• [Data under study]

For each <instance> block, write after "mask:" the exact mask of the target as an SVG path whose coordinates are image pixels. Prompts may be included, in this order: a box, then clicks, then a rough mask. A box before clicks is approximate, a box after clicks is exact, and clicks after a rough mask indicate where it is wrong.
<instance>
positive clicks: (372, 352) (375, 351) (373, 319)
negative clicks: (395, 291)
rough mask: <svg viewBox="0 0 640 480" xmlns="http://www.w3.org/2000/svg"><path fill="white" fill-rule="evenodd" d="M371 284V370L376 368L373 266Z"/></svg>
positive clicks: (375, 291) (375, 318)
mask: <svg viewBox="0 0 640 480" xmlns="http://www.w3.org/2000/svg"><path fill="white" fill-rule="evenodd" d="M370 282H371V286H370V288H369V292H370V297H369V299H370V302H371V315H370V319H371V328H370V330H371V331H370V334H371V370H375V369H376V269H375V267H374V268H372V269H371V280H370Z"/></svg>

• [What you should do]
Line by line, retype the data exactly as written.

• [Your response]
For each <instance> block, write after "mask:" the exact mask of the target as an SVG path whose coordinates are image pixels. Prompts may be included, in this order: a box, then clicks, then a rough mask. A box before clicks is approximate, a box after clicks is exact, and clicks after a rough mask indicate where it is wrong.
<instance>
positive clicks: (372, 352) (375, 351) (373, 319)
negative clicks: (395, 291)
rough mask: <svg viewBox="0 0 640 480" xmlns="http://www.w3.org/2000/svg"><path fill="white" fill-rule="evenodd" d="M371 284V370L376 368L373 266Z"/></svg>
positive clicks: (375, 291) (375, 318)
mask: <svg viewBox="0 0 640 480" xmlns="http://www.w3.org/2000/svg"><path fill="white" fill-rule="evenodd" d="M370 282H371V286H370V288H369V292H370V297H369V299H370V302H371V315H370V319H371V328H370V330H371V331H370V334H371V370H375V369H376V269H375V267H374V268H372V269H371V280H370Z"/></svg>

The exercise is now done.